WHAT IS EXPECTED: Please repeat, exactly as written, the line containing "Expected: one pin per instance of the man's hand, each" and every line after it through the end of the records below.

Point-per-instance localization data:

————————

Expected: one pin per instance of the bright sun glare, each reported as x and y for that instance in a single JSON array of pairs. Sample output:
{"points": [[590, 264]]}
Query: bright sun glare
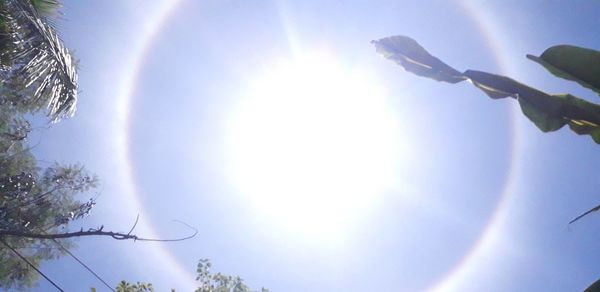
{"points": [[312, 146]]}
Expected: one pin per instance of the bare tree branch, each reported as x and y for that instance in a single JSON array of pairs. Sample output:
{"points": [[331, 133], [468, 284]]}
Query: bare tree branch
{"points": [[92, 232]]}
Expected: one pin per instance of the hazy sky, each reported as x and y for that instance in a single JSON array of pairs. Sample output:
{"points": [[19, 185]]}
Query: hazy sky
{"points": [[309, 163]]}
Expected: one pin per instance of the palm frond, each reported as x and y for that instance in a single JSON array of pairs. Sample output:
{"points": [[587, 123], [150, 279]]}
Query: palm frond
{"points": [[40, 60]]}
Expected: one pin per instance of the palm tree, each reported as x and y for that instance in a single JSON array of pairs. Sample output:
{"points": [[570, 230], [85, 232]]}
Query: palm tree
{"points": [[34, 63]]}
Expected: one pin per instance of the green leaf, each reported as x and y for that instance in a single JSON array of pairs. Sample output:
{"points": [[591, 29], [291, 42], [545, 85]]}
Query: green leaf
{"points": [[542, 109], [581, 65], [407, 53]]}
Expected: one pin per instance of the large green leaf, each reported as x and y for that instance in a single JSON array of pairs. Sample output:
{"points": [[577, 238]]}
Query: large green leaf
{"points": [[581, 65], [541, 108], [414, 58], [548, 112]]}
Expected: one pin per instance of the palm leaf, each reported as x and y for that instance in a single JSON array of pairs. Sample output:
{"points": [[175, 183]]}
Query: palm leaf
{"points": [[41, 61]]}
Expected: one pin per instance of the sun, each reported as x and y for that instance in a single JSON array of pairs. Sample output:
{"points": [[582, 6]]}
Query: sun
{"points": [[312, 145]]}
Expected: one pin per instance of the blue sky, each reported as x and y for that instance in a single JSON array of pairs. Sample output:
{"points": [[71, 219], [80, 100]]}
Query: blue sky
{"points": [[478, 198]]}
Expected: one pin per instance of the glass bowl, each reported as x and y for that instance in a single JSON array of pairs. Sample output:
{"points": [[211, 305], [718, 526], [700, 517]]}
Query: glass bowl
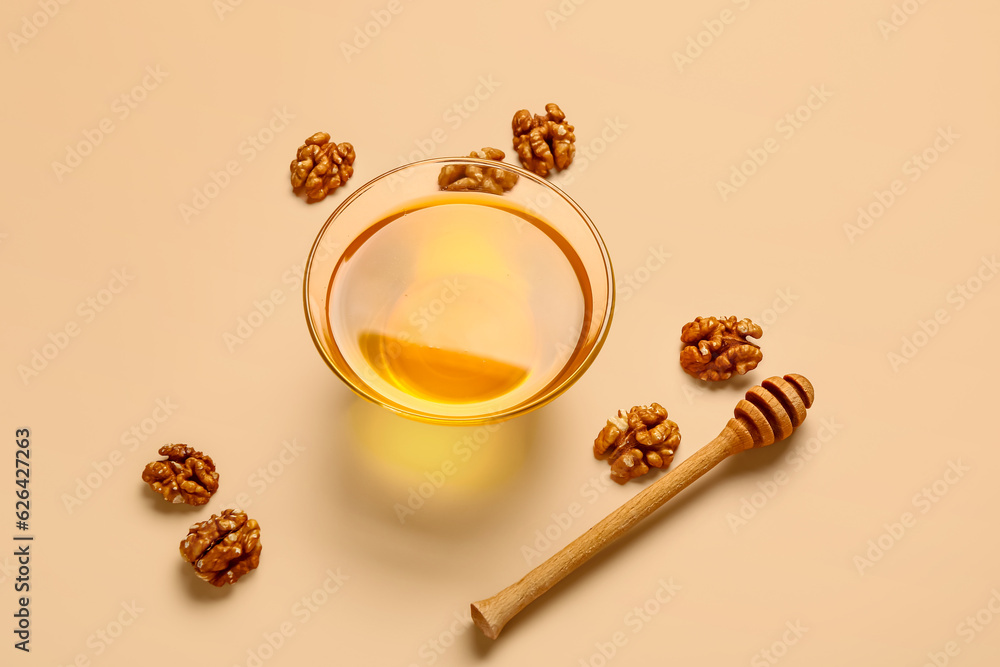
{"points": [[458, 306]]}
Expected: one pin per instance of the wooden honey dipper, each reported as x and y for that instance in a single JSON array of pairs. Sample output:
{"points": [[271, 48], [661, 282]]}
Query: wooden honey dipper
{"points": [[769, 413]]}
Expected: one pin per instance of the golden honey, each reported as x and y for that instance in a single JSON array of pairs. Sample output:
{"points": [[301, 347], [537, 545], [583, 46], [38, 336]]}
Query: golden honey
{"points": [[451, 298]]}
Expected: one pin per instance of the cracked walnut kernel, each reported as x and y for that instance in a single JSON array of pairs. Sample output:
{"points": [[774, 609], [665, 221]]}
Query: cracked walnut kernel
{"points": [[223, 548], [187, 476], [636, 441], [321, 166], [715, 348], [473, 177], [543, 142]]}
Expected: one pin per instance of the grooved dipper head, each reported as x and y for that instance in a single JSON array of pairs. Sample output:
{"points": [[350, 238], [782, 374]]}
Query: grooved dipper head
{"points": [[775, 408]]}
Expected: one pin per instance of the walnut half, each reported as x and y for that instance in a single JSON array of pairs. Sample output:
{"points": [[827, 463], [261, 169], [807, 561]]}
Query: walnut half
{"points": [[543, 142], [321, 166], [473, 177], [636, 441], [223, 548], [715, 348], [187, 476]]}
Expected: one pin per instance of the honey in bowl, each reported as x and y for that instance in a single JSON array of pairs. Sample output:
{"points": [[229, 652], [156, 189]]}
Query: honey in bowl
{"points": [[468, 300]]}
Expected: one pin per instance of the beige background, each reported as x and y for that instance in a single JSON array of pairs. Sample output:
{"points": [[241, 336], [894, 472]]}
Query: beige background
{"points": [[835, 305]]}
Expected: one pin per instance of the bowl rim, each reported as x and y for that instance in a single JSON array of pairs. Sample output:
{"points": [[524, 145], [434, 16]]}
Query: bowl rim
{"points": [[466, 420]]}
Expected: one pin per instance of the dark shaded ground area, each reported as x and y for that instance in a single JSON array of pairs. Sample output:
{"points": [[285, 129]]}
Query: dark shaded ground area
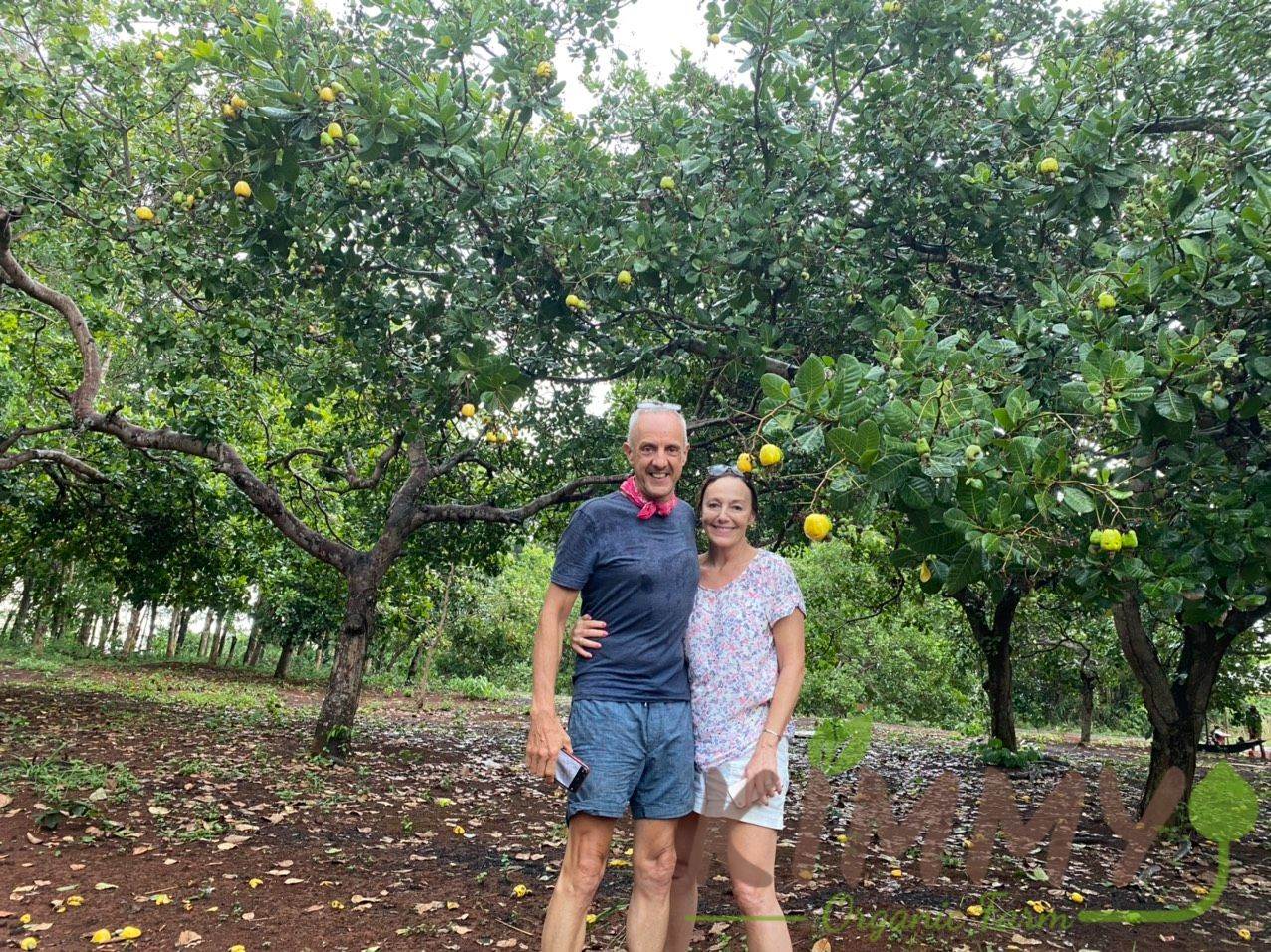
{"points": [[194, 786]]}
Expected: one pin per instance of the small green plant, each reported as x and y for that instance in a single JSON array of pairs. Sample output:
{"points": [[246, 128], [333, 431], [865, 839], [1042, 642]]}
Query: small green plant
{"points": [[995, 754]]}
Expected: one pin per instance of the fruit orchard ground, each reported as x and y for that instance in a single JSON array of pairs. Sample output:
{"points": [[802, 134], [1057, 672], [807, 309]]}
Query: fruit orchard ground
{"points": [[197, 787]]}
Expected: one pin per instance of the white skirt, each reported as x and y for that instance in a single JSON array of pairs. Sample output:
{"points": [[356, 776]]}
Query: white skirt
{"points": [[710, 788]]}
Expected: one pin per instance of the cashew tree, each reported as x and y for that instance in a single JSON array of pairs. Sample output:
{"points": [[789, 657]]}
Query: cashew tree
{"points": [[316, 256]]}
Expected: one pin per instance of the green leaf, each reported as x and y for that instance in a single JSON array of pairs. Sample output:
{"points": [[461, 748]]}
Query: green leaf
{"points": [[775, 387], [917, 492], [1223, 806], [1174, 407], [965, 569], [889, 473], [810, 377], [839, 744], [1077, 500]]}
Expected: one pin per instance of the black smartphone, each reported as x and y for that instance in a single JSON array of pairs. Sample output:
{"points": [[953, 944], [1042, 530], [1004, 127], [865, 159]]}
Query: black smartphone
{"points": [[571, 772]]}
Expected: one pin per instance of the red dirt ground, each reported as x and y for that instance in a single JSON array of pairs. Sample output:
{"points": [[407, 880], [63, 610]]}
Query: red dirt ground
{"points": [[420, 840]]}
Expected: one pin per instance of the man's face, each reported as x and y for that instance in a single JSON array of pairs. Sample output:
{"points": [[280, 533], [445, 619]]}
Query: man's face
{"points": [[657, 454]]}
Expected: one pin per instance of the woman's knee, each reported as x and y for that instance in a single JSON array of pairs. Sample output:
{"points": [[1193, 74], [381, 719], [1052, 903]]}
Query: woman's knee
{"points": [[755, 897]]}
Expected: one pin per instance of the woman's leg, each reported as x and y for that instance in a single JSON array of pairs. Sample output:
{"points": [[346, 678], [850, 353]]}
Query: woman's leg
{"points": [[751, 860], [684, 884]]}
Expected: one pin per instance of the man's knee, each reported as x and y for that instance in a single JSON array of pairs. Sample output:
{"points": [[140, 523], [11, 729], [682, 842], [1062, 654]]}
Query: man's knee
{"points": [[654, 870], [581, 873]]}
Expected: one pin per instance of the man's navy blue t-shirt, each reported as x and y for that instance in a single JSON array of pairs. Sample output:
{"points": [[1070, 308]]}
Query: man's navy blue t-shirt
{"points": [[638, 576]]}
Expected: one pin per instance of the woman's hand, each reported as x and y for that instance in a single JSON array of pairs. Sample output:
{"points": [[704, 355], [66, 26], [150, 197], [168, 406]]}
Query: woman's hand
{"points": [[586, 634], [763, 778]]}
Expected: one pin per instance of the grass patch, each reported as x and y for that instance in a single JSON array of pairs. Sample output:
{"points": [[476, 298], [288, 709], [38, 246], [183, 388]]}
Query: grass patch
{"points": [[474, 688], [55, 777], [40, 663]]}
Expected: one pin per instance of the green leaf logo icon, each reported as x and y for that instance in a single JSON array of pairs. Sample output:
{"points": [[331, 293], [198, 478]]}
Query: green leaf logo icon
{"points": [[839, 744], [1223, 806]]}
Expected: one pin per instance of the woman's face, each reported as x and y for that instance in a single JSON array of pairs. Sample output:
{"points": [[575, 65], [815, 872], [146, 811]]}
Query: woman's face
{"points": [[727, 511]]}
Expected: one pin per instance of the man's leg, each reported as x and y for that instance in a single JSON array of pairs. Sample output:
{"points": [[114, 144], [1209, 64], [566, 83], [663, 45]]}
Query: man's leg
{"points": [[684, 883], [653, 864], [581, 870]]}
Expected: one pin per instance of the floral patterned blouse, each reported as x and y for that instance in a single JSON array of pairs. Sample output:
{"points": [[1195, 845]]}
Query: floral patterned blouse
{"points": [[732, 656]]}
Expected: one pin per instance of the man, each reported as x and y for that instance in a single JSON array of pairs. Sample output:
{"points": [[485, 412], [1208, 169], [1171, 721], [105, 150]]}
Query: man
{"points": [[634, 557]]}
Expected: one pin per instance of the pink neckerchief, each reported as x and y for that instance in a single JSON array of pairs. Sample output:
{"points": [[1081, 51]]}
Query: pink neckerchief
{"points": [[647, 507]]}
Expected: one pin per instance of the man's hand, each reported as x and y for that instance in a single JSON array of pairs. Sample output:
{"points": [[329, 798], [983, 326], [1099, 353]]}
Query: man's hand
{"points": [[544, 743], [586, 634]]}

————————

OUTPUT:
Expected: one pin per instance of the man's hand, each reported as x and y for that instance in a single JSON array of pairs. Sample output:
{"points": [[329, 798], [983, 326], [1099, 353]]}
Query: man's hand
{"points": [[544, 743], [586, 634]]}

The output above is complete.